VORLIEGENDER TEXT:
######
Nach Isabel Mundry und Bernhard Lang ist nun die 1967 in London geborene Komponistin Rebecca Saunders ausgewählt worden, eine Spielzeit lang als „Capell-Compositeur“ an der Sächsischen Staatskapelle zu wirken und damit nicht nur eine bis auf Heinrich Schütz zurückgehende Tradition der vor 460 Jahren gegründeten Kapelle fortzusetzen, sondern vor allem auch, um deren Repertoire aktiv mitzuprägen. Zur Saisoneröffnung erklang als Uraufführung das Stück „traces“, eine musikalische Spurensuche für Kammerorchester.
Das Auftragswerk ging dann sofort mit auf Tournee und wurde von der Staatskapelle zu den London Proms in der Royal Albert Hall präsentiert. Im Laufe der Spielzeit werden mehrere Werke von Rebecca Saunders folgen, eine Herausforderung sowohl für sie als auch für das Orchester.
######
Datenzeilen
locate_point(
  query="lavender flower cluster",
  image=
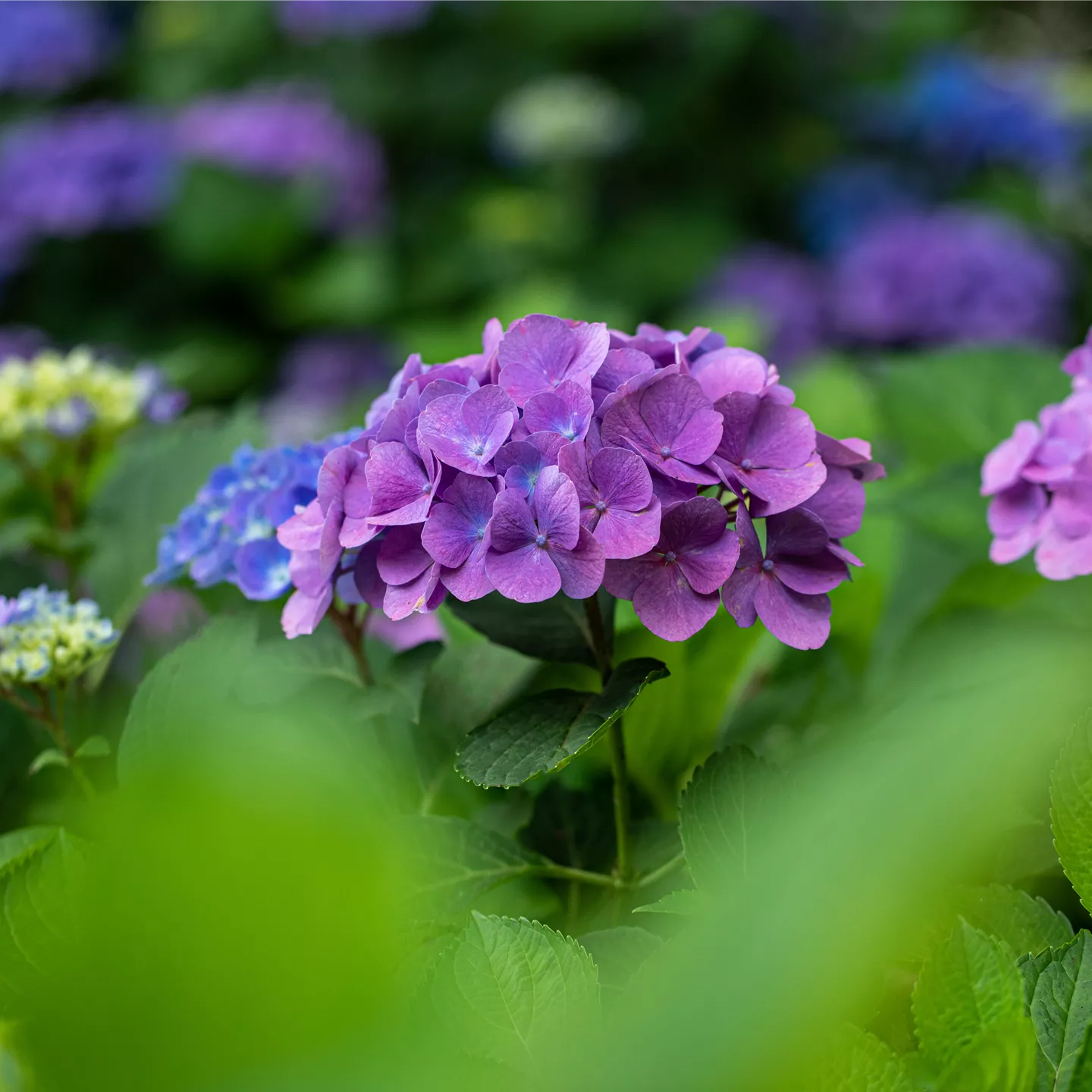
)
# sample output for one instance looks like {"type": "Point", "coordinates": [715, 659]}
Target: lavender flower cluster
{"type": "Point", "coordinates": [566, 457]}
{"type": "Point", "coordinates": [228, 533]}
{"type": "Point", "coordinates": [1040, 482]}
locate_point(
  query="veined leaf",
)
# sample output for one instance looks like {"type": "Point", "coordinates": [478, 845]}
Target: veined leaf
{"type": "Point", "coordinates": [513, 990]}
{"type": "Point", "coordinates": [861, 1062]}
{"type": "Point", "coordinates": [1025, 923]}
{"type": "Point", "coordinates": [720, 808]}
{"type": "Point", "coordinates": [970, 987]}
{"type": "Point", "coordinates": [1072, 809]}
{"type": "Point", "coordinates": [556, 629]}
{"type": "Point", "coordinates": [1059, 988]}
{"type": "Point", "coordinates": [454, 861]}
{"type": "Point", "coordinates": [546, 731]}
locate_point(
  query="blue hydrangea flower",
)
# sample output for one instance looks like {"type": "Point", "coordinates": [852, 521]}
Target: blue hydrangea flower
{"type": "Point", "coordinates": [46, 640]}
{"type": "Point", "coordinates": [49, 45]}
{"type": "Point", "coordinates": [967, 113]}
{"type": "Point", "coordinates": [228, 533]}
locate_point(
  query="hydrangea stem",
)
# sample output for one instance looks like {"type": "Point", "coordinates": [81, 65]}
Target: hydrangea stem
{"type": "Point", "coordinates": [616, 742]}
######
ARBEITSANWEISUNGEN:
1. Gib aus dem Text über Rebecca Saunders den Abschnitt wortgetreu wieder, der bei „Nach Isabel Mundry“ beginnt und bei „für das Orchester.“ endet.
2. Welches Stück wurde laut dem Text über Rebecca Saunders zur Saisoneröffnung uraufgeführt?

ERGEBNISSE JE AUFGABE:
1.
Nach Isabel Mundry und Bernhard Lang ist nun die 1967 in London geborene Komponistin Rebecca Saunders ausgewählt worden, eine Spielzeit lang als „Capell-Compositeur“ an der Sächsischen Staatskapelle zu wirken und damit nicht nur eine bis auf Heinrich Schütz zurückgehende Tradition der vor 460 Jahren gegründeten Kapelle fortzusetzen, sondern vor allem auch, um deren Repertoire aktiv mitzuprägen. Zur Saisoneröffnung erklang als Uraufführung das Stück „traces“, eine musikalische Spurensuche für Kammerorchester.
Das Auftragswerk ging dann sofort mit auf Tournee und wurde von der Staatskapelle zu den London Proms in der Royal Albert Hall präsentiert. Im Laufe der Spielzeit werden mehrere Werke von Rebecca Saunders folgen, eine Herausforderung sowohl für sie als auch für das Orchester.

2. Das Stück „traces“, eine musikalische Spurensuche für Kammerorchester.